### [TASK REQUIREMENTS]
Could you write out all the records again, replacing "even-odd rule" with "nonzero winding rule" and leaving everything else untouched?

— begin GIVEN RECORDS —

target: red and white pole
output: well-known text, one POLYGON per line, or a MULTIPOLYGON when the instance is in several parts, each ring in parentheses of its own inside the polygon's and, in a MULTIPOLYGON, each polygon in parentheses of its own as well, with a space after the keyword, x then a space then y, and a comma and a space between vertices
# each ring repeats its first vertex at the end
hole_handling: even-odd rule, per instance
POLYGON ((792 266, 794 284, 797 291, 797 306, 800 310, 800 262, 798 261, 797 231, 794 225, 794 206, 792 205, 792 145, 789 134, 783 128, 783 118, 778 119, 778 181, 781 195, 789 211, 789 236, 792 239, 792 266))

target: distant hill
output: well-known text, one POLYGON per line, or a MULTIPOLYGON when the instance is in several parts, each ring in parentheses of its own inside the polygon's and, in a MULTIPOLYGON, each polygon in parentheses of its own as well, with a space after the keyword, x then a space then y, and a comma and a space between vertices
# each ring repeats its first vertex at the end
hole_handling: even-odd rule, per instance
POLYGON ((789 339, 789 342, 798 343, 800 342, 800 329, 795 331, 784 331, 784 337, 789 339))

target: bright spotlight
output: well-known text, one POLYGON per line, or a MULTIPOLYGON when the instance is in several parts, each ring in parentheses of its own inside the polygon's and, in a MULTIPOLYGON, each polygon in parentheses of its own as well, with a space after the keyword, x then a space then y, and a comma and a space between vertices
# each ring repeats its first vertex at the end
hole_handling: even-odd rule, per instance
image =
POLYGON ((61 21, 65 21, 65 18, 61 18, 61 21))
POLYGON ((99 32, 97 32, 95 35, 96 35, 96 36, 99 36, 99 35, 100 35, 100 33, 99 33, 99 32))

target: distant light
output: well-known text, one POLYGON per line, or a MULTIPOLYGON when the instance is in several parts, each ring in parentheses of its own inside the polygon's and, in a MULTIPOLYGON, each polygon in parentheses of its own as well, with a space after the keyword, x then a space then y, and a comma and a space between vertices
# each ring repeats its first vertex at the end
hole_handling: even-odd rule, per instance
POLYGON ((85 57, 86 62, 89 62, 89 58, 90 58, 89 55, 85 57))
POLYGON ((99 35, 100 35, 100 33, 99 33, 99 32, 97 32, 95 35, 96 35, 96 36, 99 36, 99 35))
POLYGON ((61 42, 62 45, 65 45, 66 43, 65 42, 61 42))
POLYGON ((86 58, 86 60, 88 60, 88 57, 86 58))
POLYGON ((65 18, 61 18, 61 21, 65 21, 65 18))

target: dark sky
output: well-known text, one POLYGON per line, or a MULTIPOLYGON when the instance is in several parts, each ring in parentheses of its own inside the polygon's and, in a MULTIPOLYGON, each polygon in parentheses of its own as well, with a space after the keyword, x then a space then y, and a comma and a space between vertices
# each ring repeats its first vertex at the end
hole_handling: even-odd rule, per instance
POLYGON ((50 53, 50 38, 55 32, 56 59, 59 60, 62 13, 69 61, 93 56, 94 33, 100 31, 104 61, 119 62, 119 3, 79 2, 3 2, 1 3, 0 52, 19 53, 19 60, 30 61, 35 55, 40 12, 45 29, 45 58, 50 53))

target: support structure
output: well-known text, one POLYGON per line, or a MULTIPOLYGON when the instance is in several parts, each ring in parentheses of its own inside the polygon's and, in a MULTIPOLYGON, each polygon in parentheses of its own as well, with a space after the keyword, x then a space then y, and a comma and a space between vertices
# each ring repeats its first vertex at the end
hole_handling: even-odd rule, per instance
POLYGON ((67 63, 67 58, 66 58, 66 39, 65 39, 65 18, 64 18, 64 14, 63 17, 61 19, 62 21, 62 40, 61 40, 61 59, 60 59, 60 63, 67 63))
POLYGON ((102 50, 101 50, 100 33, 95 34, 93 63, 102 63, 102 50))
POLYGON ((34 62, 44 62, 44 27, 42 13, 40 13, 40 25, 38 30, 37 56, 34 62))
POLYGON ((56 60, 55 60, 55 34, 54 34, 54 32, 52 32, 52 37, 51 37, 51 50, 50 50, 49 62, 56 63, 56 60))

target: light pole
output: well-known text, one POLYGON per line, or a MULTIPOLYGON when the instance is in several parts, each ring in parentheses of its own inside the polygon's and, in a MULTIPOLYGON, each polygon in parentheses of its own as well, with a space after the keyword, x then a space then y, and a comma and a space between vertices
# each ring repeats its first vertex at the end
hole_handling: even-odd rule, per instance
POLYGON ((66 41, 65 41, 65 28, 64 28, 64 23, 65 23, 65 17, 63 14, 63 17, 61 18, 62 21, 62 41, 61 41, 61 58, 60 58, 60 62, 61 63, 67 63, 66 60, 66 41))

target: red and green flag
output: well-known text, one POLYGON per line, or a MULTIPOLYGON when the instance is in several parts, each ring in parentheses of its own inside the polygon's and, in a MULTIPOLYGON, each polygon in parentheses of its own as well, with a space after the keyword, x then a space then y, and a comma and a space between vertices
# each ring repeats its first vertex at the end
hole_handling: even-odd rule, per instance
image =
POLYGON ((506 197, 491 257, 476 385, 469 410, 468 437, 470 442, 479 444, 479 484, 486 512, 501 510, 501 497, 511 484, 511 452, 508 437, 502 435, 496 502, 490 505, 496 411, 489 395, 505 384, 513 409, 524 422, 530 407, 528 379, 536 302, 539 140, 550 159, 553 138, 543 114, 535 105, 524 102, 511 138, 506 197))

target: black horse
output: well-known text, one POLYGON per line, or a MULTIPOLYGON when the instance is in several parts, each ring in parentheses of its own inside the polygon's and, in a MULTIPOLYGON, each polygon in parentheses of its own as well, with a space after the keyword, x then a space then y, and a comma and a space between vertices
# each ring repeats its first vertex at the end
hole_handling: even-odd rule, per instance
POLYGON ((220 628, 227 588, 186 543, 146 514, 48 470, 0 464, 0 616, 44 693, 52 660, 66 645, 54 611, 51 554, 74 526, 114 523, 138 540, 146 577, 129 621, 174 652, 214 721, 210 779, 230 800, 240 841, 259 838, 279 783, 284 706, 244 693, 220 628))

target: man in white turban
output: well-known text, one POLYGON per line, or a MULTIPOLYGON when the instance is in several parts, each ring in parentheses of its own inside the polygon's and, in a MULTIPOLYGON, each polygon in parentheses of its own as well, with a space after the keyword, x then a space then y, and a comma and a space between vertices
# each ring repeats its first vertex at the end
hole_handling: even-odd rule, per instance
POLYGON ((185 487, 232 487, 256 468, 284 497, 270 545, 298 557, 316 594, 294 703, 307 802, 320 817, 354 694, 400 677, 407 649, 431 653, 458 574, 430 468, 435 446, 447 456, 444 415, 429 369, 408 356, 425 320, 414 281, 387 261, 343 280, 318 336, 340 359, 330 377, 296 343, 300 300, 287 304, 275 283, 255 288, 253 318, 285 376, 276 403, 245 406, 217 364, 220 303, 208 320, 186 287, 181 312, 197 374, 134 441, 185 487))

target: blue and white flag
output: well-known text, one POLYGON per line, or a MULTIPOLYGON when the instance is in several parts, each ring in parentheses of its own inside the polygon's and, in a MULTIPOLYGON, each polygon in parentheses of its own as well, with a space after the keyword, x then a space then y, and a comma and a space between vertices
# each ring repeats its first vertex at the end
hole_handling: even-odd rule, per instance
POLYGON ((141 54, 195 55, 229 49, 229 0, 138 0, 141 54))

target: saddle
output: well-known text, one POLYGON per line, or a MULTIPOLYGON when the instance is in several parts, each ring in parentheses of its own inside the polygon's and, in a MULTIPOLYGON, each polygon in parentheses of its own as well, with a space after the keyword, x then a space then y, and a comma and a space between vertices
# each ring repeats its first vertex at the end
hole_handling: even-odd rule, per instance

— end GIVEN RECORDS —

### [REPLY]
target: red and white pole
output: well-known text, one POLYGON per line, or a MULTIPOLYGON when the instance is in several parts, each ring in parentheses of its own inside the polygon's and, in a MULTIPOLYGON, each polygon in parentheses of its own as well, with a space after the keyword, x then a space then y, and a comma and a space between vertices
# each ring repeats its first vertex at the end
hole_handling: nonzero winding rule, per instance
POLYGON ((792 266, 794 284, 797 291, 797 306, 800 310, 800 262, 798 261, 797 231, 794 225, 794 206, 792 205, 792 145, 789 134, 783 128, 783 118, 778 119, 778 181, 781 195, 789 211, 789 236, 792 239, 792 266))

target: distant hill
output: well-known text, one POLYGON per line, or a MULTIPOLYGON when the instance is in several parts, each ring in parentheses of its own inside the polygon's and, in a MULTIPOLYGON, each polygon in parentheses of its own as well, with a space after the keyword, x then a space then y, and a comma and a space between vertices
# each ring repeats its first vertex at the end
hole_handling: nonzero winding rule, per instance
POLYGON ((789 339, 789 342, 798 343, 800 342, 800 329, 795 331, 784 331, 784 337, 789 339))

target: bright spotlight
output: well-known text, one POLYGON per line, or a MULTIPOLYGON when the instance is in several parts, each ring in parentheses of its own inside the polygon's and, in a MULTIPOLYGON, each polygon in parentheses of its own as well, with a space after the keyword, x then a space then y, and a comma and a space between vertices
# each ring repeats its first vertex at the end
hole_handling: nonzero winding rule, per instance
image =
POLYGON ((61 21, 65 21, 65 18, 61 18, 61 21))
POLYGON ((99 32, 97 32, 95 35, 96 35, 96 36, 99 36, 99 35, 100 35, 100 33, 99 33, 99 32))

target: distant light
output: well-known text, one POLYGON per line, or a MULTIPOLYGON when the instance is in several parts, each ring in parentheses of its own inside the polygon's and, in a MULTIPOLYGON, each polygon in parentheses of its own as well, with a space after the keyword, x then a space then y, and a comma and a space between vertices
# each ring repeats its first vertex at the end
hole_handling: nonzero winding rule, per instance
POLYGON ((85 57, 86 62, 89 62, 89 58, 90 58, 89 55, 85 57))
POLYGON ((99 35, 100 35, 100 33, 99 33, 99 32, 97 32, 95 35, 96 35, 96 36, 99 36, 99 35))
POLYGON ((61 42, 62 45, 65 45, 66 43, 65 42, 61 42))
POLYGON ((86 58, 86 60, 88 60, 88 57, 86 58))
POLYGON ((65 18, 61 18, 61 21, 65 21, 65 18))

target: dark sky
output: well-known text, one POLYGON per line, or a MULTIPOLYGON when the instance is in several parts, each ring in parentheses of its own inside the polygon's and, in a MULTIPOLYGON, each polygon in parentheses of its own as well, with a space after the keyword, x then a space then y, and a comma and a space between vertices
# each ring repeats its first vertex at the end
hole_handling: nonzero winding rule, per instance
POLYGON ((50 53, 50 38, 55 32, 56 59, 59 60, 62 13, 69 61, 93 56, 94 33, 100 31, 104 61, 119 62, 119 3, 79 2, 3 2, 1 3, 0 52, 19 53, 19 60, 30 61, 35 55, 40 12, 45 29, 45 58, 50 53))

target: support structure
output: well-known text, one POLYGON per line, or a MULTIPOLYGON when the instance is in several parts, each ring in parentheses of its own inside the polygon's and, in a MULTIPOLYGON, each polygon in parentheses of its own as well, with a space after the keyword, x then a space then y, and a comma and a space between vertices
# each ring repeats its first vertex at the end
hole_handling: nonzero winding rule, per instance
POLYGON ((67 63, 67 58, 66 58, 66 39, 65 39, 65 18, 64 18, 64 14, 63 17, 61 19, 62 21, 62 40, 61 40, 61 59, 60 59, 60 63, 67 63))
POLYGON ((102 50, 101 50, 100 33, 95 34, 93 63, 102 63, 102 50))
POLYGON ((34 62, 44 62, 44 27, 42 13, 40 13, 40 25, 38 30, 37 56, 34 62))
POLYGON ((56 60, 55 60, 55 34, 54 34, 54 32, 52 32, 52 37, 51 37, 51 50, 50 50, 49 62, 56 63, 56 60))

target: light pole
output: well-known text, one POLYGON per line, or a MULTIPOLYGON when the instance is in several parts, each ring in parentheses of its own inside the polygon's and, in a MULTIPOLYGON, each polygon in parentheses of its own as well, with a space after the keyword, x then a space then y, and a comma and a space between vertices
# each ring repeats its first vertex at the end
hole_handling: nonzero winding rule, per instance
POLYGON ((66 41, 65 41, 65 28, 64 28, 64 23, 65 23, 65 17, 63 14, 63 17, 61 18, 62 21, 62 41, 61 41, 61 58, 60 58, 60 62, 61 63, 67 63, 66 60, 66 41))

target: red and green flag
output: well-known text, one POLYGON per line, or a MULTIPOLYGON when the instance is in several parts, each ring in parentheses of its own inside the polygon's and, in a MULTIPOLYGON, each polygon in parentheses of its own as well, with a space after the keyword, x then a space then y, and a comma and a space between vertices
# each ring repeats its first vertex at the end
hole_handling: nonzero winding rule, per instance
image =
POLYGON ((506 197, 491 257, 476 385, 469 410, 468 437, 470 442, 479 444, 479 484, 486 512, 501 510, 501 497, 511 484, 511 452, 508 437, 502 435, 496 502, 490 505, 496 411, 489 395, 505 384, 513 409, 524 422, 530 407, 528 379, 536 302, 539 140, 550 159, 553 138, 543 114, 535 105, 524 102, 511 138, 506 197))

target: black horse
output: well-known text, one POLYGON per line, or a MULTIPOLYGON when the instance is in several parts, each ring in parentheses of its own inside the polygon's and, in a MULTIPOLYGON, each polygon in parentheses of its own as well, with a space after the keyword, x then a space then y, and a comma and a space between vertices
# each ring repeats its first vertex at the end
hole_handling: nonzero winding rule, per instance
POLYGON ((220 628, 227 588, 186 543, 146 514, 48 470, 0 464, 0 616, 44 693, 52 660, 66 645, 54 611, 51 554, 74 526, 114 523, 138 540, 146 577, 129 621, 174 652, 214 721, 210 779, 230 800, 240 841, 259 838, 279 783, 284 706, 244 693, 220 628))

target: man in white turban
output: well-known text, one POLYGON per line, or a MULTIPOLYGON when the instance is in several parts, each ring in parentheses of its own inside the polygon's and, in a MULTIPOLYGON, each polygon in parentheses of its own as well, with a space after the keyword, x then a space then y, and a comma and a space between vertices
# each ring repeats its first vertex at the end
hole_handling: nonzero winding rule, per instance
POLYGON ((185 487, 232 487, 256 468, 284 497, 270 545, 298 557, 316 594, 294 703, 307 802, 320 817, 354 694, 400 677, 407 649, 431 653, 458 574, 430 468, 435 446, 447 456, 444 415, 429 369, 408 356, 425 320, 414 281, 387 261, 343 280, 318 336, 340 359, 330 377, 296 343, 300 300, 287 304, 275 283, 255 288, 253 318, 285 376, 276 403, 245 406, 217 364, 220 303, 208 320, 186 287, 181 312, 197 374, 134 441, 185 487))

target: blue and white flag
output: well-known text, one POLYGON per line, or a MULTIPOLYGON when the instance is in several parts, each ring in parentheses of its own inside the polygon's and, in a MULTIPOLYGON, each polygon in parentheses of its own as well, with a space after the keyword, x then a space then y, and a comma and a space between vertices
# each ring repeats its first vertex at the end
hole_handling: nonzero winding rule, per instance
POLYGON ((141 54, 195 55, 229 49, 229 0, 138 0, 141 54))

target: saddle
output: well-known text, one POLYGON per line, or a MULTIPOLYGON when the instance is in several parts, each ring in parentheses of its own inside the polygon's and, in a MULTIPOLYGON, each polygon in parentheses of its own as well, with a space after the keyword, x then a space then y, and a comma and a space between vertices
# each ring repeats its first vertex at the end
hole_handling: nonzero winding rule, per instance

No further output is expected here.